TASK PROMPT:
Filter the data below, keeping only lines that contain "smartwatch".

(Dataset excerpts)
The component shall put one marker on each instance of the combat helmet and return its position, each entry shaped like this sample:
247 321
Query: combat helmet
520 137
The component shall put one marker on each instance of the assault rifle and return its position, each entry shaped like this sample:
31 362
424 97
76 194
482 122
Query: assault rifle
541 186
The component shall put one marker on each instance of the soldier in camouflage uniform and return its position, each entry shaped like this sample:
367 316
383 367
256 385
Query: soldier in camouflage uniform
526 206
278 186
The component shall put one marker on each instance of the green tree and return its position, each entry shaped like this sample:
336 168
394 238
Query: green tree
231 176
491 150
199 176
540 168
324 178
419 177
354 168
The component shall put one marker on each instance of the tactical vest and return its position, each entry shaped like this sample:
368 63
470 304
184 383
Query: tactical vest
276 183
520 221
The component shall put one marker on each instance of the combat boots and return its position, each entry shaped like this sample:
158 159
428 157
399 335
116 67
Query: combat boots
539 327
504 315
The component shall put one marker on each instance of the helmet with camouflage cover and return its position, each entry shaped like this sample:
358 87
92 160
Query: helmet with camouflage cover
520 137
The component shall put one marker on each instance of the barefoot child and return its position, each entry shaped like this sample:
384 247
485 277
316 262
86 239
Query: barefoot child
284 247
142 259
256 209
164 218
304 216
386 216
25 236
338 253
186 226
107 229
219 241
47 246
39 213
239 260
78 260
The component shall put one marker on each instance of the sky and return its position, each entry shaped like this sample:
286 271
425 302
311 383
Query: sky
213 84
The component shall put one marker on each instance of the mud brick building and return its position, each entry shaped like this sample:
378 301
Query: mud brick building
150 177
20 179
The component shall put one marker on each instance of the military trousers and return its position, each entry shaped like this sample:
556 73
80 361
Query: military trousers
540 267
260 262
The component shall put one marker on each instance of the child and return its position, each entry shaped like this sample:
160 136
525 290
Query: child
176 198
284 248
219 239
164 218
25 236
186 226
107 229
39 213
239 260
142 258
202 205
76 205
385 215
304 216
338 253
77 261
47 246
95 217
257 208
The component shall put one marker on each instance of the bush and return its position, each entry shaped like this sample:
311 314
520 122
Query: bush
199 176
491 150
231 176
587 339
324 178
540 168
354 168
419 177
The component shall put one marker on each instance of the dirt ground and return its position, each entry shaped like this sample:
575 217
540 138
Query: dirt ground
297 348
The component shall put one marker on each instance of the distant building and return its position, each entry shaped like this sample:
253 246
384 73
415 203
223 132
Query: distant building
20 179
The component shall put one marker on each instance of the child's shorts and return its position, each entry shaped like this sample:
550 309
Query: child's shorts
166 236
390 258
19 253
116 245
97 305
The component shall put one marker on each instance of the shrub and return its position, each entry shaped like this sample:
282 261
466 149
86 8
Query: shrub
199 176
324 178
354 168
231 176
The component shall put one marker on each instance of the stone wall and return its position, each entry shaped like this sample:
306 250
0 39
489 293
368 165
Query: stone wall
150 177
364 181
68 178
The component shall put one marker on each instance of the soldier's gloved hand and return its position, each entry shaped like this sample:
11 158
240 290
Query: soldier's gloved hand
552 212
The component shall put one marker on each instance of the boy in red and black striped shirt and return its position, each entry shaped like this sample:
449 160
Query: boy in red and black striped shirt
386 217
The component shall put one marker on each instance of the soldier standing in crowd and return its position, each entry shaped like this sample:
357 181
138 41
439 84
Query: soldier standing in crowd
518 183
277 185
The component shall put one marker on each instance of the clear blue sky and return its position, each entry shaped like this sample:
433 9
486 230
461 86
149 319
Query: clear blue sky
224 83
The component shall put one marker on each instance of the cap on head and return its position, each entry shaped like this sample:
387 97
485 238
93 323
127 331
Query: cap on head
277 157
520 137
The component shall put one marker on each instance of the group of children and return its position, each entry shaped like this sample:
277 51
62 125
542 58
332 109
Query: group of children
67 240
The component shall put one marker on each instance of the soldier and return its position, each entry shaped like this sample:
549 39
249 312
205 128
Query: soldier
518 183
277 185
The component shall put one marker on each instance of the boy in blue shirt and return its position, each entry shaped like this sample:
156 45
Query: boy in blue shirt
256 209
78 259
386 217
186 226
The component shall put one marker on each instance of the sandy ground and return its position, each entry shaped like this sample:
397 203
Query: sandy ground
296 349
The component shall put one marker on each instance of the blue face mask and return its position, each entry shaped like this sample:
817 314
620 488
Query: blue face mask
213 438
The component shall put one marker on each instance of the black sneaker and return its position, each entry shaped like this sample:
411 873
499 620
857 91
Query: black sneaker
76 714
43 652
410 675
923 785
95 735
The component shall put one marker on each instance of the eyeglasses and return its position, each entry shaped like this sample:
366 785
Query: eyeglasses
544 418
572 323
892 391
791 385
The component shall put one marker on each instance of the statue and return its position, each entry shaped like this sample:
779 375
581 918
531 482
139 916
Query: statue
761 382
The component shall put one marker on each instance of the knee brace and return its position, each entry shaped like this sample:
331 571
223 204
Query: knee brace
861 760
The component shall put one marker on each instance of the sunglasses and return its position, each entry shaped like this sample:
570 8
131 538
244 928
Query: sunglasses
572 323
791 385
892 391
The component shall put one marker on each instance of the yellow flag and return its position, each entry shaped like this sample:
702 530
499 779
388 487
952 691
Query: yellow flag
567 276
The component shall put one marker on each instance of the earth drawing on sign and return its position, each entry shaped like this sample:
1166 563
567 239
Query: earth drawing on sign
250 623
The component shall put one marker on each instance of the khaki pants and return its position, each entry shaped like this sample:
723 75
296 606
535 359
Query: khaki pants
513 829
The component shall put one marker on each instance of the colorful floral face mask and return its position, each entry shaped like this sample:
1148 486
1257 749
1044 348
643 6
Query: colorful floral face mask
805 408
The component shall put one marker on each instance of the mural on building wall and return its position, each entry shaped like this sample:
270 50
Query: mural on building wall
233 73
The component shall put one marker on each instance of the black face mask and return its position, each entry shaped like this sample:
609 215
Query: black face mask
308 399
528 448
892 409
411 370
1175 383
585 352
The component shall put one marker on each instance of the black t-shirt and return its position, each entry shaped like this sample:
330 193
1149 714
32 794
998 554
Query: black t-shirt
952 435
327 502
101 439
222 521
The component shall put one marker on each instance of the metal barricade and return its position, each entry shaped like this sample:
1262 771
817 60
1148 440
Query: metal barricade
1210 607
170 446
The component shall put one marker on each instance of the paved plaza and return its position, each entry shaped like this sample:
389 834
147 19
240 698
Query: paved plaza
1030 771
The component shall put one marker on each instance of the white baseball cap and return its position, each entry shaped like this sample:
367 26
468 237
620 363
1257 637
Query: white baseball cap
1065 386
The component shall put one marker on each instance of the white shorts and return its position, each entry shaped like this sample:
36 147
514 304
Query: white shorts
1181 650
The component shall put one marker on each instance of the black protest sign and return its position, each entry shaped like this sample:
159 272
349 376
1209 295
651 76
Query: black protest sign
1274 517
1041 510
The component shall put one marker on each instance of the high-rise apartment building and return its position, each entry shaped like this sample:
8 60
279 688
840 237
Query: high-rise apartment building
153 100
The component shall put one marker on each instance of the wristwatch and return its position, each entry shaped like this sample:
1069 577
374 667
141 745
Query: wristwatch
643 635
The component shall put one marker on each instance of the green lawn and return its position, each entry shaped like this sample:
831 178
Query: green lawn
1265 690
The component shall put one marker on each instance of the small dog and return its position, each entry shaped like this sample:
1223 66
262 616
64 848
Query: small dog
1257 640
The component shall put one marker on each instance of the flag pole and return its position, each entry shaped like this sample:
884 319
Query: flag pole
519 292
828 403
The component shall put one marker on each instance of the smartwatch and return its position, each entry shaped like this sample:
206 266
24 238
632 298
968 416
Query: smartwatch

REPLY:
The component shall put one marker on each instance of the smartwatch and return its position, each entry shaped like this sample:
Query: smartwatch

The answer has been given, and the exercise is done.